■ **Records for the exercise**
---------------

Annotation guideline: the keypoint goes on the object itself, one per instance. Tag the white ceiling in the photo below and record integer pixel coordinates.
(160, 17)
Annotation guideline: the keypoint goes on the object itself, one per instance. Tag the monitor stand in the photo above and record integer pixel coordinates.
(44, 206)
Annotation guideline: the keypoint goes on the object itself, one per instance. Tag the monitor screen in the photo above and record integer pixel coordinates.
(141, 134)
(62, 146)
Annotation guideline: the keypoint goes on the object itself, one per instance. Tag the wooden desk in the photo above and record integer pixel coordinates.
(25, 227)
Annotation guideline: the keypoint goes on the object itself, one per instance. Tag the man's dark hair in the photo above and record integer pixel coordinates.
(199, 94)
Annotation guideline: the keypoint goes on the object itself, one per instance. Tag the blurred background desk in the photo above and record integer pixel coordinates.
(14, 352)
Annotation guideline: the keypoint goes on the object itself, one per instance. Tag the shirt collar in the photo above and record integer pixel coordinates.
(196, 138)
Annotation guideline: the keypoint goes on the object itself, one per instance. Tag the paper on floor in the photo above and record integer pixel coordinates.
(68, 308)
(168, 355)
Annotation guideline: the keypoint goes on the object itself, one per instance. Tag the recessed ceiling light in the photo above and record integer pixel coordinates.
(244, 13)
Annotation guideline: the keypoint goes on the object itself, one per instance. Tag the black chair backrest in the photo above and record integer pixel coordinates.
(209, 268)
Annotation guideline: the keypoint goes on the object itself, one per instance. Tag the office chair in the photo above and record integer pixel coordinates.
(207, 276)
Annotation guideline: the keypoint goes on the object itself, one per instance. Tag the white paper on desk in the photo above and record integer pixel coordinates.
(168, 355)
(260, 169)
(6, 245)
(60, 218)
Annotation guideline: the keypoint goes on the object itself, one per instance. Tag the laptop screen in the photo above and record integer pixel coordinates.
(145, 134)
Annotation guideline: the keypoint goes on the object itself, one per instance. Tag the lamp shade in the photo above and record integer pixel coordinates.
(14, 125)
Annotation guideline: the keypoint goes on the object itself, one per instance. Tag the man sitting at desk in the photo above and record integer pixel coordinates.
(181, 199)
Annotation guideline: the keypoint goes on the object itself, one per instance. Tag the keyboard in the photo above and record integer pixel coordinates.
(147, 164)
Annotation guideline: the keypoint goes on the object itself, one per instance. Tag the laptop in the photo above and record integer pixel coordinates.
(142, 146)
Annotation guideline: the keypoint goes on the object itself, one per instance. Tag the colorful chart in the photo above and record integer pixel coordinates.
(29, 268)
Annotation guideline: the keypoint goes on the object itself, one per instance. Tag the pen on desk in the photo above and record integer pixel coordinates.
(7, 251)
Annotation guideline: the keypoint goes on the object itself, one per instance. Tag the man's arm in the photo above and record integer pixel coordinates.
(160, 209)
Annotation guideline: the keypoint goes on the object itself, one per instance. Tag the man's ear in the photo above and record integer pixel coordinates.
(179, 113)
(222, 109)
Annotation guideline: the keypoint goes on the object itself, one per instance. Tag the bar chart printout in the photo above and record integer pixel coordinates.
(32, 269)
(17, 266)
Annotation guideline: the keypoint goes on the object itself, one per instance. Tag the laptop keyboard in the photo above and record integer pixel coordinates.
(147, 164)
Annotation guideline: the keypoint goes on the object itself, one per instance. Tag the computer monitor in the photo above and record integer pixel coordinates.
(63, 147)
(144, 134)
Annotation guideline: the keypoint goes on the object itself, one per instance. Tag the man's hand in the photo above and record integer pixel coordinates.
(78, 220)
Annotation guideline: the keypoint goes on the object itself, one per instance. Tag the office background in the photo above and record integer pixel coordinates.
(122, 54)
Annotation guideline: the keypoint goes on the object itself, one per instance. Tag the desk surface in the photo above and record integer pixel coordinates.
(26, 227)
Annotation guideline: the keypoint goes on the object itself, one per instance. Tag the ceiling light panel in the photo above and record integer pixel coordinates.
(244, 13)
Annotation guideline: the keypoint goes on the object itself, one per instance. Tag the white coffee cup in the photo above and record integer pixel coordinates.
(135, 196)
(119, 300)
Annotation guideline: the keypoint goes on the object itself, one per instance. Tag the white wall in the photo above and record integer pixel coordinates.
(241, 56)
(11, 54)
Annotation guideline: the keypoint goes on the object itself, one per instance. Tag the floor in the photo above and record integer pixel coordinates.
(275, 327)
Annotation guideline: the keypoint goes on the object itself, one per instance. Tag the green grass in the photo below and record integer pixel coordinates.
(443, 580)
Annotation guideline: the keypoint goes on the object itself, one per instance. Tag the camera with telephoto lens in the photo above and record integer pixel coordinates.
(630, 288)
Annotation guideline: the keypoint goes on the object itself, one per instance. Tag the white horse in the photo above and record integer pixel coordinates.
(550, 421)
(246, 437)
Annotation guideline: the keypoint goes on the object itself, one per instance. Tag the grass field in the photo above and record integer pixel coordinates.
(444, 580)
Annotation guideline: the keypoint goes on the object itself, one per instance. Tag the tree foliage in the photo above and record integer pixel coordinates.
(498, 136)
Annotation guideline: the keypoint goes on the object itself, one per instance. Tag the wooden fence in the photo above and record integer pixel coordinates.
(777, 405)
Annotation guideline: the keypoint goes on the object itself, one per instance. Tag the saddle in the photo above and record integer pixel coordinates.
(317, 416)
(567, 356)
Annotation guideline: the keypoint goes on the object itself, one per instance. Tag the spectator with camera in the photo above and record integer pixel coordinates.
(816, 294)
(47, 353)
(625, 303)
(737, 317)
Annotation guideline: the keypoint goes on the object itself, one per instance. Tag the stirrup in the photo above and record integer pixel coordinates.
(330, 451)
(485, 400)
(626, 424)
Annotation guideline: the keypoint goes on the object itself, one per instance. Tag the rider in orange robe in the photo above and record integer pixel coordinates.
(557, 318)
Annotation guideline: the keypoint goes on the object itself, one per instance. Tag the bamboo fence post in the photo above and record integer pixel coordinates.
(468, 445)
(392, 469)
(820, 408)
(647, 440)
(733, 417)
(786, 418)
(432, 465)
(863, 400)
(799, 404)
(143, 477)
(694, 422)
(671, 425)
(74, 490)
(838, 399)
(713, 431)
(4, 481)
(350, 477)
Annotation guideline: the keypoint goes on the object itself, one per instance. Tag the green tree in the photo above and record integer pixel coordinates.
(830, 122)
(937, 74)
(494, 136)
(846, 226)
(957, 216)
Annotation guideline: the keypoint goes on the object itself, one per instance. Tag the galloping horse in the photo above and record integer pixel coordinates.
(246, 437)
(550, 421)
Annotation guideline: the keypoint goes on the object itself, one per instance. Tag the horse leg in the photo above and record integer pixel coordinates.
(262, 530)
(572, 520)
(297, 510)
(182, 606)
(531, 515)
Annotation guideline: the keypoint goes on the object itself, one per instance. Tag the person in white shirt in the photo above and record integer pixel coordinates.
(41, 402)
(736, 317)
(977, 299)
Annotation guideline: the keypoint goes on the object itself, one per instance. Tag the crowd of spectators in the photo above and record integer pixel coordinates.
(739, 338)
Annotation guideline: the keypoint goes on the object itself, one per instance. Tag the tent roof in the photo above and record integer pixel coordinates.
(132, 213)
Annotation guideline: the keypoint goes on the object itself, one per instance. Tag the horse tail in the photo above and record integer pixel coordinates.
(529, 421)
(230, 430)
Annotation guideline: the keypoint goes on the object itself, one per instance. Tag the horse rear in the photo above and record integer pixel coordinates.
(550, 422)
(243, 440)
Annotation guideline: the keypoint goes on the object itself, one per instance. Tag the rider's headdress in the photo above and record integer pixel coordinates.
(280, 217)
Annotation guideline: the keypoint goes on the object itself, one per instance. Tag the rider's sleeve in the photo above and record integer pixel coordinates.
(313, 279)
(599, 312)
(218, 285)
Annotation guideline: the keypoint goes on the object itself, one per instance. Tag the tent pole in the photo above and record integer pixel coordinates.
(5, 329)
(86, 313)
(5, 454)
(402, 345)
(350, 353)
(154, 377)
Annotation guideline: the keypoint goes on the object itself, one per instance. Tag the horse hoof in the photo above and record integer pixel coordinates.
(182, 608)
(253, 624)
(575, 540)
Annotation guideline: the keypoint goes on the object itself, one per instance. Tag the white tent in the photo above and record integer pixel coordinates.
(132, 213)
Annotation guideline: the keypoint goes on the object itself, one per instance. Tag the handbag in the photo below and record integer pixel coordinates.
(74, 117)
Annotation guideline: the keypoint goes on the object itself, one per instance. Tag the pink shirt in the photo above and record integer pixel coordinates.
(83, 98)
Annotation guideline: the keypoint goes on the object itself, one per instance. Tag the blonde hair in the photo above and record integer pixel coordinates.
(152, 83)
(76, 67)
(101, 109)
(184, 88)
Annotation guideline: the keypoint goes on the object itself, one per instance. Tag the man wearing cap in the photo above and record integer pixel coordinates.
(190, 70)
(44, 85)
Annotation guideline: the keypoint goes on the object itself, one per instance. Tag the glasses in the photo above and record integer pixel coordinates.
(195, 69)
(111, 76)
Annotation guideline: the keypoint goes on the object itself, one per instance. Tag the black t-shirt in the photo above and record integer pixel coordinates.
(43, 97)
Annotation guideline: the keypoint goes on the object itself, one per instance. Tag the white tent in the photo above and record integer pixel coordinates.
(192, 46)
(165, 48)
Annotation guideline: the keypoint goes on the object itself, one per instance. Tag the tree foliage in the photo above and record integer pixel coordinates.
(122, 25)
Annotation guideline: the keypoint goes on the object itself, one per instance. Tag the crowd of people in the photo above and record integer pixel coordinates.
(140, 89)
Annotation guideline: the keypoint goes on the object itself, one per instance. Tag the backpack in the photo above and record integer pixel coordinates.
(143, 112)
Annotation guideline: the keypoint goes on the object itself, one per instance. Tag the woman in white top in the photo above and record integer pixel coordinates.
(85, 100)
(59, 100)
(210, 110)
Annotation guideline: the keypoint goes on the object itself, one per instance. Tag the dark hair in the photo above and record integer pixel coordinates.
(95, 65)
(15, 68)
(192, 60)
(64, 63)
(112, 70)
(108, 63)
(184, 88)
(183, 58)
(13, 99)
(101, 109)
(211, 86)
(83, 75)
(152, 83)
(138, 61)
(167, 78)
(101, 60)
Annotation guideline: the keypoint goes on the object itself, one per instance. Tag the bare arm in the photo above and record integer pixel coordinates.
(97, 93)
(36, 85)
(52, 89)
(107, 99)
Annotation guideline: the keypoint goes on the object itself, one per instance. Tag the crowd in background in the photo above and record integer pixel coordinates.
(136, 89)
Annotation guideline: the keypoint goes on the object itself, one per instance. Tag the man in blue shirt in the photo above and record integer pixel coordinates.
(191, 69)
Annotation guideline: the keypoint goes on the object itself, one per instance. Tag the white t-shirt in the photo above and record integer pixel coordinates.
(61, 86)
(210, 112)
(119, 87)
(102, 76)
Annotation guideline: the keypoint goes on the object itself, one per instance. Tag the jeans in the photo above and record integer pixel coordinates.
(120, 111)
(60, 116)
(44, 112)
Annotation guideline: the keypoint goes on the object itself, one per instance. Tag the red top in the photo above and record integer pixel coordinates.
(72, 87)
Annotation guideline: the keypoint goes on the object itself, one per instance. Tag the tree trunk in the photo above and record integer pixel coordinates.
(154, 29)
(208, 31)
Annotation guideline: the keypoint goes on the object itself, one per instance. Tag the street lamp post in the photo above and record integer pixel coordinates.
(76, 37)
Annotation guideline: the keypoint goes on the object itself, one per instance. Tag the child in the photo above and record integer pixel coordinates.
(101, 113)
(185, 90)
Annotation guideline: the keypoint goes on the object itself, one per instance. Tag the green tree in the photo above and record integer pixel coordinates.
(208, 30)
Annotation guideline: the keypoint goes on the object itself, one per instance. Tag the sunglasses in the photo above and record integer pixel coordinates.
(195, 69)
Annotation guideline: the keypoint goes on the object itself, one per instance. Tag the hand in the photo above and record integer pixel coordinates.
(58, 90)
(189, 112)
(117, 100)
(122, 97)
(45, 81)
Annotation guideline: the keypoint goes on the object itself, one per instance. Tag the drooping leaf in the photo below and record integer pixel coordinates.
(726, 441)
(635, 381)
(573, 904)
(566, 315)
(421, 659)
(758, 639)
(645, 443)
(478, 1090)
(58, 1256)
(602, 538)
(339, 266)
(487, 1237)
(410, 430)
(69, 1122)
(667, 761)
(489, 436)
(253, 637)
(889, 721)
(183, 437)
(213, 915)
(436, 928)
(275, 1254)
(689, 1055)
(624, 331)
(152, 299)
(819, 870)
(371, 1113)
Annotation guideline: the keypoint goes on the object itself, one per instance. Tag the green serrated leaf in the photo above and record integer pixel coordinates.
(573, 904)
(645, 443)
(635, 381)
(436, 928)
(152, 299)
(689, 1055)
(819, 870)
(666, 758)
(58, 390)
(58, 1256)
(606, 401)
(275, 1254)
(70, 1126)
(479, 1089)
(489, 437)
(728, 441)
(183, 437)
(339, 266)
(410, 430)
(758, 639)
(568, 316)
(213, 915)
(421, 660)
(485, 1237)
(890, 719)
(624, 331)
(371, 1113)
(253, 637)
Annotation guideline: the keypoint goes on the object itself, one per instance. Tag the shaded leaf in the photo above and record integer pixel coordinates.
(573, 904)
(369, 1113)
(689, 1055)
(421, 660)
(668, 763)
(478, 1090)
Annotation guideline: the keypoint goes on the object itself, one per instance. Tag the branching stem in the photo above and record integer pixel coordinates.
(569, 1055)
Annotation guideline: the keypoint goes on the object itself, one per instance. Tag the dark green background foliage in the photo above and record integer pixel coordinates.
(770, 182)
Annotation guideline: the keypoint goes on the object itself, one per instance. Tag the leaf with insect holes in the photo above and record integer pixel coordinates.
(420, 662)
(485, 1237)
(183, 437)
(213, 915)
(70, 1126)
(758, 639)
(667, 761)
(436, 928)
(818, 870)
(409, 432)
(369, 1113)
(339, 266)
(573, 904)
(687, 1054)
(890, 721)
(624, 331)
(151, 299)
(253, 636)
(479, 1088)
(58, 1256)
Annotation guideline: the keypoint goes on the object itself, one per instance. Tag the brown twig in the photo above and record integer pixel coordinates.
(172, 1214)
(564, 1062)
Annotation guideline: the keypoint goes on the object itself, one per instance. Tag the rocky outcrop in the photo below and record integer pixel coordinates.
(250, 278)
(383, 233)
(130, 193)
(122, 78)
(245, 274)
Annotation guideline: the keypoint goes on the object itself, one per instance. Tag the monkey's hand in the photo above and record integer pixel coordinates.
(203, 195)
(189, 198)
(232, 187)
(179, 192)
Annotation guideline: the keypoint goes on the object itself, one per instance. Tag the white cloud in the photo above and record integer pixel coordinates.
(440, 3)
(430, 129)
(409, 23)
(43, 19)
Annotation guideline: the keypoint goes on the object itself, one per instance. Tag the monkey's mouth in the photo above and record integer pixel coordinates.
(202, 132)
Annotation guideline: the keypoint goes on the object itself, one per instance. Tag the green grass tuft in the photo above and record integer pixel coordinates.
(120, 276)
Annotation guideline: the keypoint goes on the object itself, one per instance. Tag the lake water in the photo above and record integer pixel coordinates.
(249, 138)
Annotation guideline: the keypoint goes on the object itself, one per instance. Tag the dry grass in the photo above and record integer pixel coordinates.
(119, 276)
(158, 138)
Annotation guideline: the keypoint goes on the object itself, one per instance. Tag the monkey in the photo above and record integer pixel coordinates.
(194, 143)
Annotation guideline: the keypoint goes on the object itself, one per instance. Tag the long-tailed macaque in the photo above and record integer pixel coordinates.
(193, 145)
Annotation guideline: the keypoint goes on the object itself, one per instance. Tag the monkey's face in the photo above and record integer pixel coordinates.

---------------

■ **What is required**
Exactly as they appear, output the line holding "green grass tuft" and all lines after it through the end of the listing above, and only those.

■ **Written answer**
Annotation guideline: the keypoint goes on the object itself, one per instance. Tag the green grass tuft in the photo above and record integer pixel coordinates.
(120, 276)
Annotation guideline: the keypoint goes on the object itself, one per instance. Tag the lake water in the photo above and record integer pixel coordinates.
(249, 138)
Annotation guideline: the keypoint goes on the object itself, one per instance. Tag the dry grass in the photo above and record integer pixel coordinates.
(119, 276)
(158, 138)
Annotation guideline: the keypoint goes on the object itself, one per instance. Tag the monkey in the photo above and record integer pixel coordinates.
(194, 143)
Annotation guideline: the keypoint goes on the object itself, one per instance. Tag the long-tailed macaque in the photo above and record integer pixel coordinates.
(193, 145)
Annotation guideline: the keypoint goes on the object itself, one per instance. Tag the monkey's face in the photo above and record integer pixel coordinates.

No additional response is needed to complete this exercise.